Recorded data

◆ ◆ ◆

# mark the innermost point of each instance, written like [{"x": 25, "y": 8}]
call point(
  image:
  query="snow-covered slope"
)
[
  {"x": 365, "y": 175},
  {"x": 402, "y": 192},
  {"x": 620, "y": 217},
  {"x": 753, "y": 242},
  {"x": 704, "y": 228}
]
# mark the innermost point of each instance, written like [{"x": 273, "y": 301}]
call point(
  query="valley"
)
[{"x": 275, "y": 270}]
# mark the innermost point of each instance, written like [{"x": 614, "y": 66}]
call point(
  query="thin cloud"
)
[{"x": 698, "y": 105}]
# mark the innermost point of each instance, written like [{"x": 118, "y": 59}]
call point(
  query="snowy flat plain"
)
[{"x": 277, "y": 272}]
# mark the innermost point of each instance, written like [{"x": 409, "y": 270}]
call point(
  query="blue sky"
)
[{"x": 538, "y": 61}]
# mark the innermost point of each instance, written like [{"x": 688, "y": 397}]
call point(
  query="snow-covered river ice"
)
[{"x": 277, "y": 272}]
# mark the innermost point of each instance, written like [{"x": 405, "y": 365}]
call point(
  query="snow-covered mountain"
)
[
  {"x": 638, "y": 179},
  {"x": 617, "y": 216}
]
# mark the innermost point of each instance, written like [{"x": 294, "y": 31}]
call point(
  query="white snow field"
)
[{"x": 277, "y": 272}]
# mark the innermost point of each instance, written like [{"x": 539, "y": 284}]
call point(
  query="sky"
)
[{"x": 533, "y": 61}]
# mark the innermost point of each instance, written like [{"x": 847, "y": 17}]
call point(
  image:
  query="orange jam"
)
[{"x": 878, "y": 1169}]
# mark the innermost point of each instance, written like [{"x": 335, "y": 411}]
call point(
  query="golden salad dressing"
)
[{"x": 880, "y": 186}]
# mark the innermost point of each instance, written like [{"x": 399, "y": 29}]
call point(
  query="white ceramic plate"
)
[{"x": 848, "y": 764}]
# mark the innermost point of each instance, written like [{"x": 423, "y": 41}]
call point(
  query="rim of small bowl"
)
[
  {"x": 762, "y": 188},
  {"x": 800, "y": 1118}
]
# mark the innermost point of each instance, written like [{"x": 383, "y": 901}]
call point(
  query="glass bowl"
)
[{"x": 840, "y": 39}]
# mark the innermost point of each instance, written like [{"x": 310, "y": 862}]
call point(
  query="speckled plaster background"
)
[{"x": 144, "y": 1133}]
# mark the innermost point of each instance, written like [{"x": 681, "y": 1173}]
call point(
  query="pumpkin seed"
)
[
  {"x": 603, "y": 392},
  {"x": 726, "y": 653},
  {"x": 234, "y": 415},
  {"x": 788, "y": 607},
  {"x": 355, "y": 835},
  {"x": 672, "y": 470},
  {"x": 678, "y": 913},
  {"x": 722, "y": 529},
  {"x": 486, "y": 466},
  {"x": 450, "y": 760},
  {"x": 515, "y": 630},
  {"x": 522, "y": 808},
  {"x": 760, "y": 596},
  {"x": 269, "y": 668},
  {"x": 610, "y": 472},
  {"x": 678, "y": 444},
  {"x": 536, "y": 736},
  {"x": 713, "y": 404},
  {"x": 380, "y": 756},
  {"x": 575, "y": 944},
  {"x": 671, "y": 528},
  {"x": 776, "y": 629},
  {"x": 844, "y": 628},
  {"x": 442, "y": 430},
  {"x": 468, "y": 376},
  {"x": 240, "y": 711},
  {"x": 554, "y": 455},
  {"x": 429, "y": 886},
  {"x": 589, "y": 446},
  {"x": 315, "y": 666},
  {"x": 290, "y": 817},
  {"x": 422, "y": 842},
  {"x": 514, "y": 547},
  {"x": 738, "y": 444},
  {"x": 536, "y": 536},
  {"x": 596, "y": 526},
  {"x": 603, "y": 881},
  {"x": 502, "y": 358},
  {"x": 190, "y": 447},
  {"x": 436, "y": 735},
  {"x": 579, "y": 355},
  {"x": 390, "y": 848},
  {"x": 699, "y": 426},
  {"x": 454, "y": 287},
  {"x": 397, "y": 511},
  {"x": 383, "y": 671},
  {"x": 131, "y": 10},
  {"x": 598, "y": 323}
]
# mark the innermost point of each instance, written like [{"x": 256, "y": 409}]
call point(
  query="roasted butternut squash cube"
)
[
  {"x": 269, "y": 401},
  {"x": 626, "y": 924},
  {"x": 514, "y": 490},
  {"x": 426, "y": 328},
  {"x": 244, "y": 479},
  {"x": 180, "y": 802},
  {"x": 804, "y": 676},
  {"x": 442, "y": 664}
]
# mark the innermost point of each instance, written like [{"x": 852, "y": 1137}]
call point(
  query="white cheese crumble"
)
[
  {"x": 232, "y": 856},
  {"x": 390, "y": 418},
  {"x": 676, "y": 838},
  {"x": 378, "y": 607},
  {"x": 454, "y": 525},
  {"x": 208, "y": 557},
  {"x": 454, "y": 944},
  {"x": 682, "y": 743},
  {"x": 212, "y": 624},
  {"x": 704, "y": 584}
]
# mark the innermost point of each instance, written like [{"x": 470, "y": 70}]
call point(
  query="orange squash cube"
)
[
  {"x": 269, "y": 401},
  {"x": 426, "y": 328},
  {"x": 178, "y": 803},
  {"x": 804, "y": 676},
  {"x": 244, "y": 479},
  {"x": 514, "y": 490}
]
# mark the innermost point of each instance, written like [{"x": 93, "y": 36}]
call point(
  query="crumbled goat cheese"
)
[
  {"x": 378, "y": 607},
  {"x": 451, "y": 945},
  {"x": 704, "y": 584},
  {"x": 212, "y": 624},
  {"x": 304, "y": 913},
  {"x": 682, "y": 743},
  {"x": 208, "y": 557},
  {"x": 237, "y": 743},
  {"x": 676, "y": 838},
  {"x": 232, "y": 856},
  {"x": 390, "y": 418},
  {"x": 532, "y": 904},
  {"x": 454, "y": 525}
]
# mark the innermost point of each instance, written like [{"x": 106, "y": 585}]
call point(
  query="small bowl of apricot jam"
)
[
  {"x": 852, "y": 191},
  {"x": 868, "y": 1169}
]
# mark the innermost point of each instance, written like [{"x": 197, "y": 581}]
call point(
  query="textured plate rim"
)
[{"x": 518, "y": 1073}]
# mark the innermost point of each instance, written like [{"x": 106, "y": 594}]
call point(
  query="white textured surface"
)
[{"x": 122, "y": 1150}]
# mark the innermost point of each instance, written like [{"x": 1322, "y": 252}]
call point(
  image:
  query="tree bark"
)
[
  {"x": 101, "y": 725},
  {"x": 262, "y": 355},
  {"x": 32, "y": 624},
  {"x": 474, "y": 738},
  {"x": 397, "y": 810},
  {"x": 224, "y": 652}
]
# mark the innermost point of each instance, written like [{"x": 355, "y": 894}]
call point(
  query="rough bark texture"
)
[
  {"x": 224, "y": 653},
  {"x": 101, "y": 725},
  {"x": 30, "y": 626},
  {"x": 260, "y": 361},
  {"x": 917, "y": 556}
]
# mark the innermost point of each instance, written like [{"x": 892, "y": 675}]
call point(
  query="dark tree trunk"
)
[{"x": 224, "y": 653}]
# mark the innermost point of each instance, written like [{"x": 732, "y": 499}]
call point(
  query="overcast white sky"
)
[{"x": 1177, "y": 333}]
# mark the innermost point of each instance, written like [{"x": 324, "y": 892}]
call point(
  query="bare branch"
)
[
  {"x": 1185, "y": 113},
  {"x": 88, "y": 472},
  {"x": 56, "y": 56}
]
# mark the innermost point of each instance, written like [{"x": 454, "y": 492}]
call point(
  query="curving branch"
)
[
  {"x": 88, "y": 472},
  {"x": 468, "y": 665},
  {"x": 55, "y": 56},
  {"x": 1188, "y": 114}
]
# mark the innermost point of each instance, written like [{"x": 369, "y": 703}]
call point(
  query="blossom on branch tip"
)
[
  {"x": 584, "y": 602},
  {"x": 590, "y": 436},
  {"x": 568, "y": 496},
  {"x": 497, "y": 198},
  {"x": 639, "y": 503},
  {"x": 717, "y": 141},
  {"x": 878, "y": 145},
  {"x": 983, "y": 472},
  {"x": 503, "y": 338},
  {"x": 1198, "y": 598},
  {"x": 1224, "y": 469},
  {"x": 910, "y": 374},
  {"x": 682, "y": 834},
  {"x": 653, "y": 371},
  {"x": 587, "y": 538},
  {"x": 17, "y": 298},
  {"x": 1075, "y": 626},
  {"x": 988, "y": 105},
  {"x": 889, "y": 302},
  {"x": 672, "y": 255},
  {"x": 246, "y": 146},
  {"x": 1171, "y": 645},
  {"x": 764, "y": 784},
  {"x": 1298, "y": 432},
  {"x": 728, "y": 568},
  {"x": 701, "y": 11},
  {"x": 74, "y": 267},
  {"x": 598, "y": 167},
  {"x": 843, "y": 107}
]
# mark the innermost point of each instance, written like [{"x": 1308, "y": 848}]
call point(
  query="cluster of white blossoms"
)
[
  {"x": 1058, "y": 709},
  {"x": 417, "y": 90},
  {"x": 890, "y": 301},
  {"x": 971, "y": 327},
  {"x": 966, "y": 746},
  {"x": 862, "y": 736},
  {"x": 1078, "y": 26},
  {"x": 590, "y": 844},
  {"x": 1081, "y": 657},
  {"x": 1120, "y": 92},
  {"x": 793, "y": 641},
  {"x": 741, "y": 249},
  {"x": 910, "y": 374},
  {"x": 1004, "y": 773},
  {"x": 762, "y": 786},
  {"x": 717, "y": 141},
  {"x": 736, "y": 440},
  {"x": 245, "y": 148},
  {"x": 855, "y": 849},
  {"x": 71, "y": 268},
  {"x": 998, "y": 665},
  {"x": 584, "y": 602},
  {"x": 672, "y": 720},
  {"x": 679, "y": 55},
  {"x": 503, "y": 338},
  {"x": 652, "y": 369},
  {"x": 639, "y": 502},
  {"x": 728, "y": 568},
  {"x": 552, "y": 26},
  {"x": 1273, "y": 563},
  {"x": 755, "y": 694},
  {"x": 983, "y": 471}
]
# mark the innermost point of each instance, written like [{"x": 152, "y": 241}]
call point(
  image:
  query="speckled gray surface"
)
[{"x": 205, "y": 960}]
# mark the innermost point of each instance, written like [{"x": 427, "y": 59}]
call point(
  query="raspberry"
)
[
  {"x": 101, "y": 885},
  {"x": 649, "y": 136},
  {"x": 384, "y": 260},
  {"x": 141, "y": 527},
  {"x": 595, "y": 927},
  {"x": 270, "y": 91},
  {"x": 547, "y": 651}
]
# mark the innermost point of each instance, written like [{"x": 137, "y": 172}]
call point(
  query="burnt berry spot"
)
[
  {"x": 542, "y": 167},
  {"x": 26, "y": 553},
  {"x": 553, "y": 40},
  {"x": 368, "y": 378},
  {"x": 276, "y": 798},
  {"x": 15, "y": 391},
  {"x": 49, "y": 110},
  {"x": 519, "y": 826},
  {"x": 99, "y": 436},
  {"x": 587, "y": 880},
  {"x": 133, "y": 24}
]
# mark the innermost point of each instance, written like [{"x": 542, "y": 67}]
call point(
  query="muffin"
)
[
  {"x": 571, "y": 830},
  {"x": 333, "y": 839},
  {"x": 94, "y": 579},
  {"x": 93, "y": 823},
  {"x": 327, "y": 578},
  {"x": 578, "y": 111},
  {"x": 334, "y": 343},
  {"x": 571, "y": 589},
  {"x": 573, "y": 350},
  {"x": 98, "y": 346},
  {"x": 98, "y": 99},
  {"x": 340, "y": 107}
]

◆ ◆ ◆

#### [DIRECTIVE]
Copy out each line in the entries above that contains the string "textured".

#### [RESPONSE TO THIS EXERCISE]
  query="textured plate rim"
  query="white textured surface"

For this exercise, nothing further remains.